__Passage provided__
Start of Block

Compassionate Conservatism has crashed and burned. The Thousand Points of Light are Sputtering out. John Calvin is bidding to replace Jesus Christ in the religious lexicon of American politics.
Christ said "When you give a banquet, invite the poor, the crippled, the lame, the blind, and you will be blessed." (Luke 14:13) But a major tenant of Calvin-influenced Protestantism was that poverty was a punishment for sin and that material success was a sign of virtue.
In that light, notice these two recent political headlines. In responding to president Obama's State of the Union address, Wisconsin congressman Paul Ryan warned of "a future in which we will transform our social safety net into a hammock, which lulls able-bodied people into lives of complacency and dependency."
Watch out, greedy octogenarians, money grubbing cancer patients special-needs kids, and ghetto children asking for textbooks, the free ride is over. You will be tumbled out of the hammock forthwith.
And Glenn Beck has been attacking respected scholar Frances Fox Piven to the point where the says she is getting death threats. The 78-year-old Piven is the former chair of the American Sociological Association. She and her late husband, Richard Cloward, were longtime advocates of a guaranteed annual income and other economic policies to solve the problem of chronic unemployment among the poor.
Beck called Piven and Cloward "the people who you would say are fundamentally responsible for the unsustainability and possible collapse of our economic system."

End of Block

__Stored data entries__
Start of Block

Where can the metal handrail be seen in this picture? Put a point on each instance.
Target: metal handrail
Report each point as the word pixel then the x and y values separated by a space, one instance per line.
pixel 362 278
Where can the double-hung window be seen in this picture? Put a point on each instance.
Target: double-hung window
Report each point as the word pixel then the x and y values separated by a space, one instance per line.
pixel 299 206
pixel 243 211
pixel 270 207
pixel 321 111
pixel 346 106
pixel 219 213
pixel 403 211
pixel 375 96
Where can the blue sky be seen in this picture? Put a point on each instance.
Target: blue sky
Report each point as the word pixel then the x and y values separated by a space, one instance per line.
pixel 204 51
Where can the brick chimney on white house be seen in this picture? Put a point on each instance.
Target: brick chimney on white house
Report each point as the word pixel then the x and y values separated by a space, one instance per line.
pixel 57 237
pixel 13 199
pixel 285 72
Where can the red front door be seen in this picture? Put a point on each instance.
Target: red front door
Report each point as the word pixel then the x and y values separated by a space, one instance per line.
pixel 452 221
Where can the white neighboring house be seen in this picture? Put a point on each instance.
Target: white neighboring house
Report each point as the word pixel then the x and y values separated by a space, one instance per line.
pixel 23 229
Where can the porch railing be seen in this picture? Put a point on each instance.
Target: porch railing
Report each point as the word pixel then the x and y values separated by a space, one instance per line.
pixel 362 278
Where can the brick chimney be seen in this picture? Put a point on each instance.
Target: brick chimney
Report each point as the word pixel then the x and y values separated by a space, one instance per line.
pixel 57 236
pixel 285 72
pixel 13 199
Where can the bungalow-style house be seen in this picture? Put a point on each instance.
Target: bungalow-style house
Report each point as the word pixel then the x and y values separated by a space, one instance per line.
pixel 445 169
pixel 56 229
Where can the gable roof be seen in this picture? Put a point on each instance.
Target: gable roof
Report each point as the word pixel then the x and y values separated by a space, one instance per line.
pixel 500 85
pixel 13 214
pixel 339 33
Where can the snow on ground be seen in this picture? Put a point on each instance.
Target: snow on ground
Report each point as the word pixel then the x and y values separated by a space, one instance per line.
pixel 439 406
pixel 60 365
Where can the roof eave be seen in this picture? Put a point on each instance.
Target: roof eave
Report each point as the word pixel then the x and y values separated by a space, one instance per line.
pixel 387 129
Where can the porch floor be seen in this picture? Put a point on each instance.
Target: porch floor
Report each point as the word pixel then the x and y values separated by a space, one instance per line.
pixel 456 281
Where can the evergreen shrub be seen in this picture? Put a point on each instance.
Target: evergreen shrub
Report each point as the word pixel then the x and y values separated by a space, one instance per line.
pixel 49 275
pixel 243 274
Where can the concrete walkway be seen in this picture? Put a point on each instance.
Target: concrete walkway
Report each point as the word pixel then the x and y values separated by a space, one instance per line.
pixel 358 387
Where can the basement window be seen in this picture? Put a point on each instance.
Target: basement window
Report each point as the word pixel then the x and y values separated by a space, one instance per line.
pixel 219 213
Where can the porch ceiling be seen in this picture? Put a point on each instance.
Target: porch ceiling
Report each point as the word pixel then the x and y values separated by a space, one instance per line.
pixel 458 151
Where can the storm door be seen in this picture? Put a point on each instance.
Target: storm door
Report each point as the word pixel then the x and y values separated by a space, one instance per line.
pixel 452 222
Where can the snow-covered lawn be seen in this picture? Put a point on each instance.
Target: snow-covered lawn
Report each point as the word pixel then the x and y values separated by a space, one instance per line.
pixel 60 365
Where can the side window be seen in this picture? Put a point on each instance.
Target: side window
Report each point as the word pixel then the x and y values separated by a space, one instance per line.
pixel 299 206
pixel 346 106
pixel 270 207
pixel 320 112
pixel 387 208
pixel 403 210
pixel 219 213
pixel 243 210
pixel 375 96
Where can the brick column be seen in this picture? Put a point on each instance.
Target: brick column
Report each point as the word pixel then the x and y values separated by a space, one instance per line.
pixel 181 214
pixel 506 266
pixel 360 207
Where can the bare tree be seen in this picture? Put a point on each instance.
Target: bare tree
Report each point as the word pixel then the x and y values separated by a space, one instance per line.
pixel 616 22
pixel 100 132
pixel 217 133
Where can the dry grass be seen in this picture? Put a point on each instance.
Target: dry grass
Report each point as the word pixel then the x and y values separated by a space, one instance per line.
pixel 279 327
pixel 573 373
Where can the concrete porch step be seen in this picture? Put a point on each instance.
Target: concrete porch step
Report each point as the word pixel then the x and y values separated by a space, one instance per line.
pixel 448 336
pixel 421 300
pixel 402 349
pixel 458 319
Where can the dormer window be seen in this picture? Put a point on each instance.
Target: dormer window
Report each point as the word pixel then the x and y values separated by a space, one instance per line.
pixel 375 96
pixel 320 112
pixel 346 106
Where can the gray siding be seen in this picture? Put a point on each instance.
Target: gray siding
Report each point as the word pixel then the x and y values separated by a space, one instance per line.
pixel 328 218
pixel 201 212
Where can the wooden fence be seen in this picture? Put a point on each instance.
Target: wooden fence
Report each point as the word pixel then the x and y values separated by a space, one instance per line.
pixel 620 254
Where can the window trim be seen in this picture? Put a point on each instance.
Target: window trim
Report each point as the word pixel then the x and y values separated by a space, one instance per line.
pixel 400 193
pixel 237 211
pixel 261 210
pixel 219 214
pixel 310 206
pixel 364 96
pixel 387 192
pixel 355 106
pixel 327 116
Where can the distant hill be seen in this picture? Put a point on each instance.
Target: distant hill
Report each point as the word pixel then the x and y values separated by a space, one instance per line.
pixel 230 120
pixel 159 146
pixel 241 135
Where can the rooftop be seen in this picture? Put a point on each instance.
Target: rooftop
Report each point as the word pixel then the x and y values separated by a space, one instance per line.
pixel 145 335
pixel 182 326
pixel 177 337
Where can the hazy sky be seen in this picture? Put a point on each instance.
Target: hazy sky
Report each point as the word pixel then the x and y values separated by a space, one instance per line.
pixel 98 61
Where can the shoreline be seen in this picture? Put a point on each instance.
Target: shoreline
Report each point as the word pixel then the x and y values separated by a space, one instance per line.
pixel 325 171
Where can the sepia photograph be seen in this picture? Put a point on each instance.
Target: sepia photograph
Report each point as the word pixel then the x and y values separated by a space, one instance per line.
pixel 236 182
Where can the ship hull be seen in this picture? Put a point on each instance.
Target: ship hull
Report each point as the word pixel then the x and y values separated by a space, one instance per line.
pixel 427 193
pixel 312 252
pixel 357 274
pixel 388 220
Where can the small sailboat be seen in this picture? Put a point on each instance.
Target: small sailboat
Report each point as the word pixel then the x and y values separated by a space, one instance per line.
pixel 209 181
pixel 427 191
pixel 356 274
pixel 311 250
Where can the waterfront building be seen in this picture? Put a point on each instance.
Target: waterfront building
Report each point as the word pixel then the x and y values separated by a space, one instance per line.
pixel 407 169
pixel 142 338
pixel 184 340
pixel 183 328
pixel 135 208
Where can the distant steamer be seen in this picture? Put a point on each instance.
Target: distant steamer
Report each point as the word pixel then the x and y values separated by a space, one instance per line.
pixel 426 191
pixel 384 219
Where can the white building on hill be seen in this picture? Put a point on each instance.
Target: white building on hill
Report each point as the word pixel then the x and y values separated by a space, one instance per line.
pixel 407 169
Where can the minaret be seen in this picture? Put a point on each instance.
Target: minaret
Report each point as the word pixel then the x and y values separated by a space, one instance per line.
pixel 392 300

End of Block

__Questions to answer__
**a.** Write out the part of the commentary on compassionate conservatism between "Watch out, greedy" and "the hammock forthwith.", inclusive.
**b.** According to the commentary on compassionate conservatism, what position did Frances Fox Piven formerly hold?
**c.** Continue the commentary on compassionate conservatism from its last sentence.

__Results of the tasks__
**a.**
Watch out, greedy octogenarians, money grubbing cancer patients special-needs kids, and ghetto children asking for textbooks, the free ride is over. You will be tumbled out of the hammock forthwith.

**b.** She was formerly the chair of the American Sociological Association.

**c.**
Beck also spent seven minutes of his TV show calling Piven an "enemy of the Constitution" because she wrote an op ed for the Nation in which she praised the demonstrations that occurred in Britain and Greece over austerity budgets.
The Center for Constitutional Rights published some of the violent comments that appeared on the internet. They include:
"Maybe they should burst through the front door of this arrogant elitist and slit the hateful cow's throat."
"We should blow up Piven's office and home."
"Big lots is having a rope sale I hear, you buy the rope and I will hang the wench. I will spin her as she hangs."
This new-old narrative arc in American politics -- usually in less violent language -- dates back to the flowering of Calvinist thought in the colonies. Chip Berlet, senior analyst at Political Research Associates in Boston, notes that Calvinists believe that "God's divine providence [has] selected, elected, and predestined certain people to restore humanity and reconcile it with its Creator."7
These people, the "Elect" were originally thought to be the only people going to Heaven. "To the Calvinists, material success and wealth was a sign that you were one of the Elect, and thus were favored by God. Who better to shepherd a society populated by God's wayward children? The poor, the weak, the infirm? God was punishing them for their sins. This theology was spreading at a time when the rise of industrial capitalism tore the fabric of European society, shifting the nature of work and the patterns of family life of large numbers of people. There were large numbers of angry, alienated people who the new elites needed to keep in line to avoid labor unrest and to protect production and profits."
The Tea Parties emerged from just such angry, alienated people. The economy is in its worst shape in living memory, but who to blame? There was a sputtering of anger at bankers and such, but conservatives like Ryan are looking in another direction, at all those people in the "hammock" of the safety net. In The Undeserving Poor, Michael B. Katz writes that the poor "offer a familiar and easy target for displacing rage, frustration, and fear."
In the past, the tale of the undeserving poor often gained a great deal of traction. They were folks not like us -- welfare mothers, gang members, poor pregnant teens, or drug addicts
But the list of undeserveds is growing; the hammock is getting crowded. We are seeing the Undeserving Elderly and the Undeserving Ill.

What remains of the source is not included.